▶ THE PROBLEM: Render the material below as a Markdown table with the columns No. and Line, with one numbered row for each line and any blank lines skipped.

▶ DATASET ENTRIES:
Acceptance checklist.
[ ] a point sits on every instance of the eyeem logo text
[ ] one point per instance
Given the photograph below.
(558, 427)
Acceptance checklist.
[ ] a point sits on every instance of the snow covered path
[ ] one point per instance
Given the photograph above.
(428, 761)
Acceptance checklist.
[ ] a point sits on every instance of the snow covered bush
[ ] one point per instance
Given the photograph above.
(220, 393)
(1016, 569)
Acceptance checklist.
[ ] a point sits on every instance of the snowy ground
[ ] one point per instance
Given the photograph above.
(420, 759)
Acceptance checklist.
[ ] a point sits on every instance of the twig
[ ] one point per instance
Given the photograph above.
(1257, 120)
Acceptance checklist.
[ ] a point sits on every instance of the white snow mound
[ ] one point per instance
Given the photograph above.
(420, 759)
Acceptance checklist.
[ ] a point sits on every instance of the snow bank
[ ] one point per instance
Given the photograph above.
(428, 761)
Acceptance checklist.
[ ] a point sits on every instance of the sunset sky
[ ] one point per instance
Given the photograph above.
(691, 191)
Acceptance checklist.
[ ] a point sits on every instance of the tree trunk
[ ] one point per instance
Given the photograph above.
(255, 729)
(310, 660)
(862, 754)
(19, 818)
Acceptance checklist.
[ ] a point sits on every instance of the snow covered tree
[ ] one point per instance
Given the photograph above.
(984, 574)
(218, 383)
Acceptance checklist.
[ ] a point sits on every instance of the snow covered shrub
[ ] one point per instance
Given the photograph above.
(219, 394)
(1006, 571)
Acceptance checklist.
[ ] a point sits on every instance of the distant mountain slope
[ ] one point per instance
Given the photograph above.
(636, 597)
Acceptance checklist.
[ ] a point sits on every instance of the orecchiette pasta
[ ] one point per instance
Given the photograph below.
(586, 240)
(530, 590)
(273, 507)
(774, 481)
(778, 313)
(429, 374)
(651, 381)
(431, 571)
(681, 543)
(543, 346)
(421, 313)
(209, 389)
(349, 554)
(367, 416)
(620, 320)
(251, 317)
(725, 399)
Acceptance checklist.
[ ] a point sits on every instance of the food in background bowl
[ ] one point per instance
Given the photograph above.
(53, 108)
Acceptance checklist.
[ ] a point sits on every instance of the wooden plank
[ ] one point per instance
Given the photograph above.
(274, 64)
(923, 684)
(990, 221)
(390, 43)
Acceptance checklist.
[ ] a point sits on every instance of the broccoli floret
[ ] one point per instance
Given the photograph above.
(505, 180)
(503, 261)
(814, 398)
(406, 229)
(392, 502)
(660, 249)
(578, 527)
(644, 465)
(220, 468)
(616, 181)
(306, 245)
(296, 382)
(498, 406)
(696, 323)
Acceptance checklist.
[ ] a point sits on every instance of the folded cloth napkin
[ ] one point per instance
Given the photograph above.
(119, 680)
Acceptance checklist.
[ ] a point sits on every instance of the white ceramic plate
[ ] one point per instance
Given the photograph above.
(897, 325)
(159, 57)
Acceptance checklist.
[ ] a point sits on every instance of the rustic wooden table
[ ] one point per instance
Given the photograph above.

▶ OUTPUT:
| No. | Line |
|---|---|
| 1 | Acceptance checklist. |
| 2 | [ ] a point sits on every instance of the eyeem logo text |
| 3 | [ ] one point per instance |
| 4 | Given the photograph below. |
| 5 | (558, 427) |
| 6 | Acceptance checklist. |
| 7 | [ ] a point sits on every instance of the snow covered path |
| 8 | [ ] one point per instance |
| 9 | Given the photograph above. |
| 10 | (428, 761) |
| 11 | Acceptance checklist. |
| 12 | [ ] a point sits on every instance of the snow covered bush |
| 13 | [ ] one point per instance |
| 14 | Given the photograph above. |
| 15 | (220, 393) |
| 16 | (1016, 569) |
| 17 | Acceptance checklist. |
| 18 | [ ] a point sits on every instance of the snowy ground |
| 19 | [ ] one point per instance |
| 20 | Given the photograph above. |
| 21 | (420, 759) |
| 22 | Acceptance checklist. |
| 23 | [ ] a point sits on every instance of the twig |
| 24 | [ ] one point per instance |
| 25 | Given the photograph above. |
| 26 | (1257, 120) |
| 27 | Acceptance checklist. |
| 28 | [ ] a point sits on every instance of the white snow mound |
| 29 | [ ] one point per instance |
| 30 | Given the photograph above. |
| 31 | (420, 759) |
| 32 | Acceptance checklist. |
| 33 | [ ] a point sits on every instance of the snow bank |
| 34 | [ ] one point per instance |
| 35 | Given the photograph above. |
| 36 | (428, 761) |
| 37 | Acceptance checklist. |
| 38 | [ ] a point sits on every instance of the sunset sky |
| 39 | [ ] one point per instance |
| 40 | Given the photograph above. |
| 41 | (691, 191) |
| 42 | Acceptance checklist. |
| 43 | [ ] a point sits on every instance of the tree trunk |
| 44 | [ ] one point per instance |
| 45 | Given the photograph above. |
| 46 | (255, 729) |
| 47 | (310, 660) |
| 48 | (862, 754) |
| 49 | (19, 818) |
| 50 | Acceptance checklist. |
| 51 | [ ] a point sits on every instance of the snow covered tree |
| 52 | [ ] one point per instance |
| 53 | Given the photograph above. |
| 54 | (984, 574) |
| 55 | (218, 383) |
| 56 | Acceptance checklist. |
| 57 | [ ] a point sits on every instance of the snow covered shrub |
| 58 | [ ] one point per instance |
| 59 | Given the photograph above. |
| 60 | (219, 394) |
| 61 | (1006, 571) |
| 62 | Acceptance checklist. |
| 63 | [ ] a point sits on every instance of the distant mountain slope |
| 64 | [ ] one point per instance |
| 65 | Given the photograph above. |
| 66 | (636, 597) |
| 67 | Acceptance checklist. |
| 68 | [ ] a point sits on every instance of the orecchiette pasta |
| 69 | [ ] one point per instance |
| 70 | Given the photograph below. |
| 71 | (586, 240) |
| 72 | (530, 590) |
| 73 | (273, 507) |
| 74 | (774, 481) |
| 75 | (778, 313) |
| 76 | (429, 374) |
| 77 | (651, 381) |
| 78 | (431, 571) |
| 79 | (681, 543) |
| 80 | (543, 346) |
| 81 | (421, 313) |
| 82 | (209, 389) |
| 83 | (349, 554) |
| 84 | (367, 416) |
| 85 | (620, 320) |
| 86 | (251, 317) |
| 87 | (725, 399) |
| 88 | Acceptance checklist. |
| 89 | [ ] a point sits on every instance of the food in background bowl |
| 90 | [ ] one point per instance |
| 91 | Given the photograph above. |
| 92 | (53, 108) |
| 93 | Acceptance checklist. |
| 94 | [ ] a point sits on every instance of the wooden plank |
| 95 | [ ] one point per instance |
| 96 | Given the photograph above. |
| 97 | (274, 64) |
| 98 | (923, 684) |
| 99 | (990, 221) |
| 100 | (390, 43) |
| 101 | Acceptance checklist. |
| 102 | [ ] a point sits on every instance of the broccoli floret |
| 103 | [ ] one point per instance |
| 104 | Given the photograph above. |
| 105 | (505, 180) |
| 106 | (503, 261) |
| 107 | (814, 398) |
| 108 | (406, 229) |
| 109 | (392, 502) |
| 110 | (660, 249) |
| 111 | (578, 527) |
| 112 | (644, 465) |
| 113 | (220, 468) |
| 114 | (616, 181) |
| 115 | (306, 245) |
| 116 | (296, 382) |
| 117 | (498, 406) |
| 118 | (696, 323) |
| 119 | Acceptance checklist. |
| 120 | [ ] a point sits on every instance of the folded cloth napkin |
| 121 | [ ] one point per instance |
| 122 | Given the photograph above. |
| 123 | (119, 680) |
| 124 | Acceptance checklist. |
| 125 | [ ] a point sits on every instance of the white ceramic plate |
| 126 | [ ] one point per instance |
| 127 | Given the photograph above. |
| 128 | (897, 325) |
| 129 | (159, 57) |
| 130 | Acceptance checklist. |
| 131 | [ ] a point sits on every instance of the rustic wooden table |
| 132 | [ ] one point per instance |
| 133 | Given the photograph above. |